** Task description **
Please retype the pronatalism discussion word for word between "Correct. Pronatalism is" and "mass rocket launches.", inclusive.
### Supplied passage
The silicon valley pronatalist stance is because they want to be patriarchs in full control of their family. They want absolute control over women and absolute control over their kids. Or they want to exert control over particular minority groups.
I believe in, quite simply, the fact that their actions outline what they truly believe. Elon Musk said he was a pro gamer who was top of the ladder in Path of Exile 2, then he was found to be cheating having hired folks to play the game for him.
If someone calls themselves a free speech maximalist followed by banning people who criticize him, then he cannot by definition be a free speech maximalist.
Correct. Pronatalism is a just a front, sometimes for pure racism. Remember that Musk grew up in Apartheid South Africa. They're worried about demographic shifts away from white dominance of the US.
Also, according to the article, Musk "called children and called declining birth rates a much bigger risk to civilization than global warming," which is not so much pro-natalism as it is dismissive of global warming, because Musk no longer cares about electric cars and has pivoted to ventures that are much less friendly to the environment such as AI and mass rocket launches.
> Remember that Musk grew up in Apartheid South Africa
And cited his opposition to apartheid as the central reason that he left the country as soon as he could, at age 17, because he didn't want to be a part of that system.
There are so many legitimate reasons to criticize Musk, but this isn't one.
You didn't mention how "opposition to apartheid" also meant avoiding mandatory military service. Interesting coincidence, I would say. Serious question: if one cared about ending Apartheid, wouldn't it be much more effective to do that from within South Africa than from across the ocean?
Considering who he is now, what he wants politically, who he supports and how he treats his employees ... is there really anything about him that makes it sound like a real reason?
There are tons of (valid) reasons for and against boosting birthrates, but you have to break it down to the actual reasons that people are "natalists" or not.
Throwing all (anti-)"natalists" into the same pot makes as much sense as labelling communists, fascists and anarchists "anti-capitalists" instead; yes your label technically applies, but the group it describes is so heterogenous that you can't meaningfully talk about it anyway.
Edit for failing to address your actual question: No and no (people are not anti-nativists by default and shouldn't be).
If "anti-nativist" means someone that wants to keep birthrates below 2/womanlife long-term, than this is basically advocating for suicide at a species-level, and "unhealthy" from an evolutionary point of view.
But is that actually what your "anti-natalist" believe? If people just live lifes that lead to <2 children/woman, but don't really care or consider the whole question, does that make them anti-natalists, too (I don't think so)?
>The silicon valley pronatalist stance is because they want to be patriarchs in full control of their family.
I am not sure what % of pro-natalists that applies to, exactly, but keep in mind most people in Silicon Valley voted for Clinton/Biden/Harris in 2016, 2020, and 2024 and most are not weird traditionalist cultural conservatives. There are many progressive left-liberal pro-natalists who just 1) don't want humanity to go extinct and 2) know that population decline in a country can lead to various issues, including economic problems. Immigration can help with some of that, but reproduction rate is declining or low in basically every single country and so immigration will eventually also not be a sustainable solution.
I think the majority of vocal pro-natalists are probably right-wing/racist/misogynistic, but the core pro-natalist stance in itself (as opposed to a stance of "whites are being out-reproduced", or something) is, in general, still a completely reasonable and I'd argue moral position.
######
### Data for analysis
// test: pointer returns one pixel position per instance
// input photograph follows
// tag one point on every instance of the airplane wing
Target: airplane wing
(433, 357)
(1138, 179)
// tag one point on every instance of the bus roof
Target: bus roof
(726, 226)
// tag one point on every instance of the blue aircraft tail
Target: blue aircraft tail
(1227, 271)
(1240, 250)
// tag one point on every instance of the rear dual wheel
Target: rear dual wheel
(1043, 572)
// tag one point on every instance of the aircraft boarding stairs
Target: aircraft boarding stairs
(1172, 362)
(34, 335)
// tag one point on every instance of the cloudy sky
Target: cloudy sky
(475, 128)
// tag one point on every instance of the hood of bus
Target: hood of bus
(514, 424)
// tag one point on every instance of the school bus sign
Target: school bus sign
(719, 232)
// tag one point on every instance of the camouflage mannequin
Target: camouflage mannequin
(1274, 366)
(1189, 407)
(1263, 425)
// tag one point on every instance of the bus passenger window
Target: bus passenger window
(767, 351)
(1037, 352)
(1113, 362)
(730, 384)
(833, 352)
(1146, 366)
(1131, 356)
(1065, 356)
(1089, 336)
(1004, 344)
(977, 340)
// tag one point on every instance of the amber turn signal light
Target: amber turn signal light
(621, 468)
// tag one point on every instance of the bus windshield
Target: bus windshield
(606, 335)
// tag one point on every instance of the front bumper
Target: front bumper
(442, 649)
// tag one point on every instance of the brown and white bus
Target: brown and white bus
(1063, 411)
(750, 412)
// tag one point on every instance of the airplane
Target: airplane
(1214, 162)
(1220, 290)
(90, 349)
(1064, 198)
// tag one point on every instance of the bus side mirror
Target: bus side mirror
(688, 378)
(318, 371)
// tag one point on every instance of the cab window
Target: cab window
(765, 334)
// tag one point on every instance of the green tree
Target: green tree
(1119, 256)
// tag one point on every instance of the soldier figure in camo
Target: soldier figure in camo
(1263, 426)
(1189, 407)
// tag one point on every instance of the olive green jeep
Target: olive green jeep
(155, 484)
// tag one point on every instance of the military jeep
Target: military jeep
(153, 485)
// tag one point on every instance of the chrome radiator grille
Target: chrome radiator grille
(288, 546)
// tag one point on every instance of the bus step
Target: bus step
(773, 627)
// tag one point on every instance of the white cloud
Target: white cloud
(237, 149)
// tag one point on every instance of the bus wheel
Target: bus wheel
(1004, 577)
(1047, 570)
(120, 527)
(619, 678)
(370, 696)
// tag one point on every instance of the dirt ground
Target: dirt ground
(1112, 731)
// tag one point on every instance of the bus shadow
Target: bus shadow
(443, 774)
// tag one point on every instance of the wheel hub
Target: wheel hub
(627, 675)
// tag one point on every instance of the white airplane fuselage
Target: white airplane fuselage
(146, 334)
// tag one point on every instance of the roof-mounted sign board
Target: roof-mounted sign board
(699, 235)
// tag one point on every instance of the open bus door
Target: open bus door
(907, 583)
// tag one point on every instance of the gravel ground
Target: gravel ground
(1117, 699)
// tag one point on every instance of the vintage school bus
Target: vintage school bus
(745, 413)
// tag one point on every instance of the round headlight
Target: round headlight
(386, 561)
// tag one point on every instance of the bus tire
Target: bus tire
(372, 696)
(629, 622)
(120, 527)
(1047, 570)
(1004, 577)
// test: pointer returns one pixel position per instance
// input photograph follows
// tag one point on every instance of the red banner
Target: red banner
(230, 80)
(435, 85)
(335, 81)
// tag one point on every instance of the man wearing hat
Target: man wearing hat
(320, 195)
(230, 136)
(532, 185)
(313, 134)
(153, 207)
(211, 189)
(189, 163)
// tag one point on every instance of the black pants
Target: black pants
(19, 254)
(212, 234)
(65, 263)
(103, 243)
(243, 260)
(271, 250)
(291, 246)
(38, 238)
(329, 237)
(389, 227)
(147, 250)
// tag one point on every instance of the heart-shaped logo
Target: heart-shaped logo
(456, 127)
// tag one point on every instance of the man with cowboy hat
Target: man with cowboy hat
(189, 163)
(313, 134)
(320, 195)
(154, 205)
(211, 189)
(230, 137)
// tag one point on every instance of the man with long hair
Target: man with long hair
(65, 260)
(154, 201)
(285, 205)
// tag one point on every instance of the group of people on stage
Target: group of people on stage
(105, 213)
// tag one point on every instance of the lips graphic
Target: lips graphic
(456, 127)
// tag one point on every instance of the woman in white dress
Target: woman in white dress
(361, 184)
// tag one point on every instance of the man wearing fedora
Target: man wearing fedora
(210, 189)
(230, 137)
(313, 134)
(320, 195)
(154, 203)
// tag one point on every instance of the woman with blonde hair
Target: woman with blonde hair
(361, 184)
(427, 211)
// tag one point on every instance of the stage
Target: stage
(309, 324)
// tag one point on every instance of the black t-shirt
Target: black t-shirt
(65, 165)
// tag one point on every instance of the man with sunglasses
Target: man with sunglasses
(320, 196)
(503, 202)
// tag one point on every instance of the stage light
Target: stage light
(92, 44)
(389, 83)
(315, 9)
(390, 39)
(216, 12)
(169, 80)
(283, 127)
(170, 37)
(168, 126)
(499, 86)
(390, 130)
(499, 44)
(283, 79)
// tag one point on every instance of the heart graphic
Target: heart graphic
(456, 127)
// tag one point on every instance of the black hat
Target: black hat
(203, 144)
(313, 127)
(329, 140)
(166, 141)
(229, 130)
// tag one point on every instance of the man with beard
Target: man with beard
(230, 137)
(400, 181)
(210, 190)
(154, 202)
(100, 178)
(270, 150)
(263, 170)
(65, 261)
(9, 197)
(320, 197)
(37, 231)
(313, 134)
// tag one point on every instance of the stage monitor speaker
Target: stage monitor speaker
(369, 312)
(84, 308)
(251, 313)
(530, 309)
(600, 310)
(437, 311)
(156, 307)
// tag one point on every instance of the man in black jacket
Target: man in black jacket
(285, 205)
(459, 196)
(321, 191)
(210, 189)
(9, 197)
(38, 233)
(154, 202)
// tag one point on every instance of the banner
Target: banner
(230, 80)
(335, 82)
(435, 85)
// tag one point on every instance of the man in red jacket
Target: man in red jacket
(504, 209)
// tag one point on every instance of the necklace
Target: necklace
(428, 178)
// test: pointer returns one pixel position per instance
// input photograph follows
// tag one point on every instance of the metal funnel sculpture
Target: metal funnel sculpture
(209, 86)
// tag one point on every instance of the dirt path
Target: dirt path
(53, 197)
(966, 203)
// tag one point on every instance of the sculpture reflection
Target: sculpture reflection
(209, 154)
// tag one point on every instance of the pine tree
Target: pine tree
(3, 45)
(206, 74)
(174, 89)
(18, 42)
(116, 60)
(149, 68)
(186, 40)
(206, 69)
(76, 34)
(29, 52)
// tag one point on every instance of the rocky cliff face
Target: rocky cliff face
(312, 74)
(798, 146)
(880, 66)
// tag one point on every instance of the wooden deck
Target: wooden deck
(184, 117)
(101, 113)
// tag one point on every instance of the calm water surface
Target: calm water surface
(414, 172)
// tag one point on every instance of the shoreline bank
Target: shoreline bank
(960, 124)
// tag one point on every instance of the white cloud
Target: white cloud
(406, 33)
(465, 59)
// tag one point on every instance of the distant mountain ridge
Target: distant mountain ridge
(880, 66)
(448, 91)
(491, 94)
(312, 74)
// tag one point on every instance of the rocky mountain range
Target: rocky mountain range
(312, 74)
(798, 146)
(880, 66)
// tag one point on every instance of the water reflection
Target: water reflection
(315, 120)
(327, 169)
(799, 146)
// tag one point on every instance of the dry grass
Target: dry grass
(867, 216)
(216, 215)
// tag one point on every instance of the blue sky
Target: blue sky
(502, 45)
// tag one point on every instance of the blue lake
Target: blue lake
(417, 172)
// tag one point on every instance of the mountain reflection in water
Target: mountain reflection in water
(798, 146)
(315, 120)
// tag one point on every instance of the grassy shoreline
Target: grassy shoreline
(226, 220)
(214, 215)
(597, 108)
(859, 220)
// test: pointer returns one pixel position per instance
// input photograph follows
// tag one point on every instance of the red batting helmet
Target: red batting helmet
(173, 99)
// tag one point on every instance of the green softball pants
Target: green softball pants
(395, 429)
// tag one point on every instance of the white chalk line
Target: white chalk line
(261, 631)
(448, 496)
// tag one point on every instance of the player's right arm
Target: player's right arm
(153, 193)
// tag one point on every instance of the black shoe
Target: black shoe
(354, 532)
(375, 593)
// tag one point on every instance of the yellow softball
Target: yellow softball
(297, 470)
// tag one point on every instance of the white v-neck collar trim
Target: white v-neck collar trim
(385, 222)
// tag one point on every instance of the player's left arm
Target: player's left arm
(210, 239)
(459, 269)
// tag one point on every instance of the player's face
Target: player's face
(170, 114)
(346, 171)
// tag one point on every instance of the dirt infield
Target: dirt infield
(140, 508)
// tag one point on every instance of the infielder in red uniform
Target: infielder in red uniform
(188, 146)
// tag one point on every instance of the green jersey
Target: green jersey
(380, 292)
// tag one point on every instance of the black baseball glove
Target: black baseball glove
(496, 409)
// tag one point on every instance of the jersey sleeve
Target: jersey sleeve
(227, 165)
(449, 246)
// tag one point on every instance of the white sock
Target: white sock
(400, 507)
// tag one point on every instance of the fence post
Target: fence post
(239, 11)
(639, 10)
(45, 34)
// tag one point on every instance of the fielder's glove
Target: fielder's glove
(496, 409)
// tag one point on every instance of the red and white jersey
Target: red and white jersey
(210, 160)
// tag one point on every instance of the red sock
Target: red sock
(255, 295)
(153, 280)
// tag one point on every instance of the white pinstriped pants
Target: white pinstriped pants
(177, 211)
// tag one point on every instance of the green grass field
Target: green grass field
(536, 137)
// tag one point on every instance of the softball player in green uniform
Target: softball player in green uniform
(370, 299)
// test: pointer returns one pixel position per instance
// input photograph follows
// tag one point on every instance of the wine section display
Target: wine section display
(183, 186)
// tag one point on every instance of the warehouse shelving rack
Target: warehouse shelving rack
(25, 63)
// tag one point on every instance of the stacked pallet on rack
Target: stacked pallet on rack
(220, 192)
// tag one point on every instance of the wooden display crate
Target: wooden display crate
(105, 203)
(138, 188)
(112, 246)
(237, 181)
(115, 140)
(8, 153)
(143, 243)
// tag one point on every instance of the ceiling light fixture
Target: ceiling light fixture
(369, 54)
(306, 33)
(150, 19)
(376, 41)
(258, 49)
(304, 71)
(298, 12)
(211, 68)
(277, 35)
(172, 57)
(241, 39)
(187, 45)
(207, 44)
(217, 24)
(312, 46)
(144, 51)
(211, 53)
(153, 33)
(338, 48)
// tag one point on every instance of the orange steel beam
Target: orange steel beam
######
** Finished exercise **
Correct. Pronatalism is a just a front, sometimes for pure racism. Remember that Musk grew up in Apartheid South Africa. They're worried about demographic shifts away from white dominance of the US.
Also, according to the article, Musk "called children and called declining birth rates a much bigger risk to civilization than global warming," which is not so much pro-natalism as it is dismissive of global warming, because Musk no longer cares about electric cars and has pivoted to ventures that are much less friendly to the environment such as AI and mass rocket launches.